§ **Provided records**:
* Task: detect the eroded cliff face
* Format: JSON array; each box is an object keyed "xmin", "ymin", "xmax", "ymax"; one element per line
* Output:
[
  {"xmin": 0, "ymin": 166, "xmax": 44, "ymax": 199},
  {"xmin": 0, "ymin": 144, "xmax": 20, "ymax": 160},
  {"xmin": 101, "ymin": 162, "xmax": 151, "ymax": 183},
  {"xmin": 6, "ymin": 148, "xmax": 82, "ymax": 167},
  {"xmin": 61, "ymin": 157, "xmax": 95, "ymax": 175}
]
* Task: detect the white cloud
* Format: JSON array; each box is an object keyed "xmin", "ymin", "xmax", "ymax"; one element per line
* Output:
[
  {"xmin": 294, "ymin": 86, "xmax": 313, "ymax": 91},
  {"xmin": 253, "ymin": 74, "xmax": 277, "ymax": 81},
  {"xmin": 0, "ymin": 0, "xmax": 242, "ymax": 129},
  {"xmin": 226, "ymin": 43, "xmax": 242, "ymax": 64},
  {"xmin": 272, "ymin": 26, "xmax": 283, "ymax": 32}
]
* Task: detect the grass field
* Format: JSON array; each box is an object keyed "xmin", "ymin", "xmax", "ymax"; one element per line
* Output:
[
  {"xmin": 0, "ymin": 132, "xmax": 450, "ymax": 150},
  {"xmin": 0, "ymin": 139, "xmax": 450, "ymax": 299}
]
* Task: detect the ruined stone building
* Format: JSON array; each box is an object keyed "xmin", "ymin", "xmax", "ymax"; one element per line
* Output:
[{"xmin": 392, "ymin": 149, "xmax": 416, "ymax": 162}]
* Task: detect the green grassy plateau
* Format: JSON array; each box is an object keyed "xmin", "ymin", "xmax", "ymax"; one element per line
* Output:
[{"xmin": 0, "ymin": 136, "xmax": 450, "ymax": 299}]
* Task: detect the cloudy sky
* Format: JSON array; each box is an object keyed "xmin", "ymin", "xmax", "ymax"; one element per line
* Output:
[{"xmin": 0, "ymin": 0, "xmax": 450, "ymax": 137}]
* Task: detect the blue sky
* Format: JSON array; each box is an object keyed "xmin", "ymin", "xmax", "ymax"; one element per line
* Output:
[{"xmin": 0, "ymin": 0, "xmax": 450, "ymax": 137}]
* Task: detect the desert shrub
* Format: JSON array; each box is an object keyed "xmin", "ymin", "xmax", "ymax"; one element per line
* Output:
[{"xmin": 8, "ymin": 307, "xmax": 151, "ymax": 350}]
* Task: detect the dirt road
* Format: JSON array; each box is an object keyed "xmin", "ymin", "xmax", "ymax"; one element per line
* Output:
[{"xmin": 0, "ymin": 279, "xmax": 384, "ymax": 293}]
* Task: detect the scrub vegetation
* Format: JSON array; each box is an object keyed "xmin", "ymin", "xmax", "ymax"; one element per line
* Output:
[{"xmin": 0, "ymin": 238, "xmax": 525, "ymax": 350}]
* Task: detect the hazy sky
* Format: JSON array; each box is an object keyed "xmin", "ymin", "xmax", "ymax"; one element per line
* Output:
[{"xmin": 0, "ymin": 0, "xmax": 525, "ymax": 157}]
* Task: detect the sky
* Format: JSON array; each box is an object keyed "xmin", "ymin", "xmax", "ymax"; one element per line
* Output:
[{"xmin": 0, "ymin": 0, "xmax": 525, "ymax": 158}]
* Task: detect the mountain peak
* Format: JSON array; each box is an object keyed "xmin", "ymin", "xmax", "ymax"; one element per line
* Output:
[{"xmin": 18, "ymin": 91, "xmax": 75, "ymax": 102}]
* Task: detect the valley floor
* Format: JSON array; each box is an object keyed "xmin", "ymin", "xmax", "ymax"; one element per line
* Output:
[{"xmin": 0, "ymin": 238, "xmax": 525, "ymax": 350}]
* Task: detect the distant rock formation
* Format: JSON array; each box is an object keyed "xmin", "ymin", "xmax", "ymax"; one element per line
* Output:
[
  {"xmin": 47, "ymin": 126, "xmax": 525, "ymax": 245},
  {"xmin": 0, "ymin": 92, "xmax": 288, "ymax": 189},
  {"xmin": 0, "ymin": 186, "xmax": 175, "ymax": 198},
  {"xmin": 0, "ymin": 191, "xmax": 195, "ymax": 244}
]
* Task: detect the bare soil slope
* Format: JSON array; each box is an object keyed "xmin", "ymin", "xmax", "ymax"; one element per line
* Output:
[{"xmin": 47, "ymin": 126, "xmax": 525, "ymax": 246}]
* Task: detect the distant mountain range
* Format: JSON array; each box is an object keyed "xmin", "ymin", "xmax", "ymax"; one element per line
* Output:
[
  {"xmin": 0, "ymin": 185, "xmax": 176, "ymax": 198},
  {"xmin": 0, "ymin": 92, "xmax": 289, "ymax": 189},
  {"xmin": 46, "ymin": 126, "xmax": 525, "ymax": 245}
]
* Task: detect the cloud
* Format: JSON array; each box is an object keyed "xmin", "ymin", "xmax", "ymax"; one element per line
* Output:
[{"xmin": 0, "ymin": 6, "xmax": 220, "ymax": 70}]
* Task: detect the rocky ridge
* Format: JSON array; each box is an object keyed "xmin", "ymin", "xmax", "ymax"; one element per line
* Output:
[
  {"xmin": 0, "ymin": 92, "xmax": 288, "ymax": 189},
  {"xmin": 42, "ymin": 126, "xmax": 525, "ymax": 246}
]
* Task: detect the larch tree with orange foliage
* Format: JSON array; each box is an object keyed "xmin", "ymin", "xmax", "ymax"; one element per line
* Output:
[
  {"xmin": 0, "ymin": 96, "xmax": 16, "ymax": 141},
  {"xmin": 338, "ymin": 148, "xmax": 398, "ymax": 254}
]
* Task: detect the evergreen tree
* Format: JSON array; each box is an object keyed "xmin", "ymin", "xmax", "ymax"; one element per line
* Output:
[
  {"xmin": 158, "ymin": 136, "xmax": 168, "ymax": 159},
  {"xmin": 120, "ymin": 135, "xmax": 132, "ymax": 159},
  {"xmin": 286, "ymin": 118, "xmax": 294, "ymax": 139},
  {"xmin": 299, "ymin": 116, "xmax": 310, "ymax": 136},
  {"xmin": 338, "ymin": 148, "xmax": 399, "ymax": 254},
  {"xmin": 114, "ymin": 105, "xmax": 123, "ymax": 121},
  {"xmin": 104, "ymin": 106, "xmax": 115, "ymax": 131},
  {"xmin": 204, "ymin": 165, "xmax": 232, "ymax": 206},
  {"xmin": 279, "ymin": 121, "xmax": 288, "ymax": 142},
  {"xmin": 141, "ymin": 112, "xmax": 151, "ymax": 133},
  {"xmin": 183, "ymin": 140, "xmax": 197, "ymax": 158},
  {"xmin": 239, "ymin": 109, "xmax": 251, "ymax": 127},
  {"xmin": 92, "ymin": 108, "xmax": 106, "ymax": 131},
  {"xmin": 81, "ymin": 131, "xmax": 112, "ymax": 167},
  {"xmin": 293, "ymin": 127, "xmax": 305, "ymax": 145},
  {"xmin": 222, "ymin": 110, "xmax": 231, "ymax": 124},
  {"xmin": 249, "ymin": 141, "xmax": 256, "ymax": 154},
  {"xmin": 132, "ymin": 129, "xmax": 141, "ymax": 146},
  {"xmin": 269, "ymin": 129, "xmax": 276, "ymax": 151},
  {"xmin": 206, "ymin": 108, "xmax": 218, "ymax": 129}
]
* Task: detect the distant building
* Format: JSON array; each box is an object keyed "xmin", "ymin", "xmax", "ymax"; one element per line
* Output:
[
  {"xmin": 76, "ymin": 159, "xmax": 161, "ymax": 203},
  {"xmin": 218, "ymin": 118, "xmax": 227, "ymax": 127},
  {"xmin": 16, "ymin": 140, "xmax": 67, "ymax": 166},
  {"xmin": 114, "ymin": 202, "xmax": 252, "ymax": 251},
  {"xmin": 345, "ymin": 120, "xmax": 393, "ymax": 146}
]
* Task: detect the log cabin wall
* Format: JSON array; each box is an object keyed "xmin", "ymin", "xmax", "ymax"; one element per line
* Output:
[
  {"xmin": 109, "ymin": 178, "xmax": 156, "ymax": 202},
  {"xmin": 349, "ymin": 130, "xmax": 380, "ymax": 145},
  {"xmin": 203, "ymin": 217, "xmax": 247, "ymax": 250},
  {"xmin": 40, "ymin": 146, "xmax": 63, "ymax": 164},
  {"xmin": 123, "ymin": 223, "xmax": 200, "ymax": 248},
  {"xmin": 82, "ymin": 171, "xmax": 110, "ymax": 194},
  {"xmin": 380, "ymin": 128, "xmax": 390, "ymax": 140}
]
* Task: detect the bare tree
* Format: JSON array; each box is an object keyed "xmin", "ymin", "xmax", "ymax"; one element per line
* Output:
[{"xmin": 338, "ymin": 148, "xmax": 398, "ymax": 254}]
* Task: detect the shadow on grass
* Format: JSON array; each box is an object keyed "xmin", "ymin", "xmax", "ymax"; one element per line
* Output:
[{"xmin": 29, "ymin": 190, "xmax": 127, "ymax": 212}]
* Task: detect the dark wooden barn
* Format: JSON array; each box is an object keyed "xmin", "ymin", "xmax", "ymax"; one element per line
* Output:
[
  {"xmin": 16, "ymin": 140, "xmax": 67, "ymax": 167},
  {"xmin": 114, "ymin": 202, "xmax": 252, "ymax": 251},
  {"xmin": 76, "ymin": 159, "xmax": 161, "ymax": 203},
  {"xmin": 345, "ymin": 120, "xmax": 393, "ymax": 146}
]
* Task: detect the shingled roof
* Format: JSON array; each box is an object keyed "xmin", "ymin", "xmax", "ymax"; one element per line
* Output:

§ **Exercise aim**: Using the material above, reproduce exactly the line that contains "log cabin wall" and all lines after it through the last one, and only those.

§ **Result**:
* Task: detect the log cabin wall
* Format: JSON array; each box is an object keyed "xmin", "ymin", "xmax", "ymax"; one element per line
* Output:
[
  {"xmin": 109, "ymin": 178, "xmax": 156, "ymax": 202},
  {"xmin": 349, "ymin": 130, "xmax": 380, "ymax": 145},
  {"xmin": 203, "ymin": 217, "xmax": 247, "ymax": 250},
  {"xmin": 40, "ymin": 146, "xmax": 63, "ymax": 164},
  {"xmin": 123, "ymin": 223, "xmax": 200, "ymax": 248},
  {"xmin": 82, "ymin": 171, "xmax": 110, "ymax": 194},
  {"xmin": 380, "ymin": 128, "xmax": 390, "ymax": 140}
]
* Task: detect the bare tree
* Format: JSON array; each box is an object keyed "xmin", "ymin", "xmax", "ymax"; one element per line
* Output:
[{"xmin": 338, "ymin": 148, "xmax": 398, "ymax": 254}]
* Task: detect the shadow on grass
* Format: JSON array; each box is an object keyed "xmin", "ymin", "xmax", "ymax"; one element per line
* Output:
[{"xmin": 29, "ymin": 190, "xmax": 127, "ymax": 212}]
* Task: detect the dark wooden barn
* Format: JSON array; each box is an object keyed "xmin", "ymin", "xmax", "ymax"; one element per line
* Output:
[
  {"xmin": 16, "ymin": 140, "xmax": 67, "ymax": 167},
  {"xmin": 114, "ymin": 202, "xmax": 252, "ymax": 251},
  {"xmin": 76, "ymin": 159, "xmax": 161, "ymax": 203},
  {"xmin": 345, "ymin": 120, "xmax": 393, "ymax": 146}
]
* Task: detect the shingled roof
* Format: JSON array; each box is an object keyed "xmin", "ymin", "xmax", "ymax"; one element per line
* Output:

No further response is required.